**Task prompt**
Retype each record shown below, leaving every character as it is.

**Material provided**

----

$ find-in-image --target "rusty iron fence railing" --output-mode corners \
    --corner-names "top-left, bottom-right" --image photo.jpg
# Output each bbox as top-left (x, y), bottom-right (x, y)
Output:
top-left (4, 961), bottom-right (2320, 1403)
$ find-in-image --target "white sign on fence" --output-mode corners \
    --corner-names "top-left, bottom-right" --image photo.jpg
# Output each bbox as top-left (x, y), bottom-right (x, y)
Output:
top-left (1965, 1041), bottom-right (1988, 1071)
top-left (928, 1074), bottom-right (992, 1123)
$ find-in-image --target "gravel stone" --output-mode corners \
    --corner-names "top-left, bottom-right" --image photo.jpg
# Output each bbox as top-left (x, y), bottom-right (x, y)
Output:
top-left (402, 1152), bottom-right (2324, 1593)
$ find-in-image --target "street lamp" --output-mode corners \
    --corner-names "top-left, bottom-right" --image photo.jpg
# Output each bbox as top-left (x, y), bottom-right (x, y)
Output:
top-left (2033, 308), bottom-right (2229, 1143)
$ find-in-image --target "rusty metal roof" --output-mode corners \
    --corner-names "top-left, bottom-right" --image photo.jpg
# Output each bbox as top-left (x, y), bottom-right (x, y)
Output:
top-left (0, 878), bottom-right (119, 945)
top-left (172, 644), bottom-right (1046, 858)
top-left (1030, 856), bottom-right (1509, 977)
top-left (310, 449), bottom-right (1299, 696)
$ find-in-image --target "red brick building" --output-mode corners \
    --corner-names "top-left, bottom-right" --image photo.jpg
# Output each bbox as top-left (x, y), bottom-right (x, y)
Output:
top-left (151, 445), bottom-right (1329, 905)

----

**Output of the task**
$ find-in-image --target "rusty iron fence railing" --output-mode corners \
    --corner-names "top-left, bottom-right" --image photo.jpg
# Output each bbox as top-left (x, y), bottom-right (x, y)
Output:
top-left (4, 961), bottom-right (2320, 1403)
$ find-in-image --target "white sign on fence" --output-mode corners \
    --corner-names "top-left, bottom-right" --image photo.jpg
# Output each bbox as top-left (x, y), bottom-right (x, y)
Output:
top-left (1965, 1041), bottom-right (1988, 1071)
top-left (928, 1074), bottom-right (992, 1123)
$ find-in-image --target "gravel stone" --output-mode corners \
    --corner-names "top-left, bottom-right" --image photo.jpg
# Output each bbox as top-left (x, y), bottom-right (x, y)
Output:
top-left (402, 1152), bottom-right (2324, 1593)
$ find-in-image --target "street lamp" --output-mode corners \
    --corner-names "top-left, bottom-right" --image photo.jpg
# Output each bbox as top-left (x, y), bottom-right (x, y)
Output:
top-left (2033, 308), bottom-right (2229, 1143)
$ find-in-image --target "rusty metal roof" --output-mode corners \
    --corner-names "top-left, bottom-right" --image photo.jpg
# Output each bbox as top-left (x, y), bottom-right (x, y)
Output:
top-left (0, 878), bottom-right (119, 945)
top-left (172, 644), bottom-right (1046, 858)
top-left (1030, 856), bottom-right (1509, 977)
top-left (310, 449), bottom-right (1299, 696)
$ find-in-image --target "red brick building" --output-mode corners \
    --corner-names "top-left, bottom-right" --image photo.jpg
# Output each bbox as top-left (x, y), bottom-right (x, y)
Output:
top-left (151, 445), bottom-right (1329, 905)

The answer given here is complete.